> [ASSIGNMENT]: Give back all of the records exactly.

> [RECORD EXCERPTS]:
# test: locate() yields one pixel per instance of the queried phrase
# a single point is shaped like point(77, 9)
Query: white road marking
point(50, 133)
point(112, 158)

> [WORKED SOLUTION]:
# test: locate() yields one pixel per instance of the queried phrase
# a single point is shaped like point(77, 9)
Query: white road marking
point(50, 133)
point(112, 158)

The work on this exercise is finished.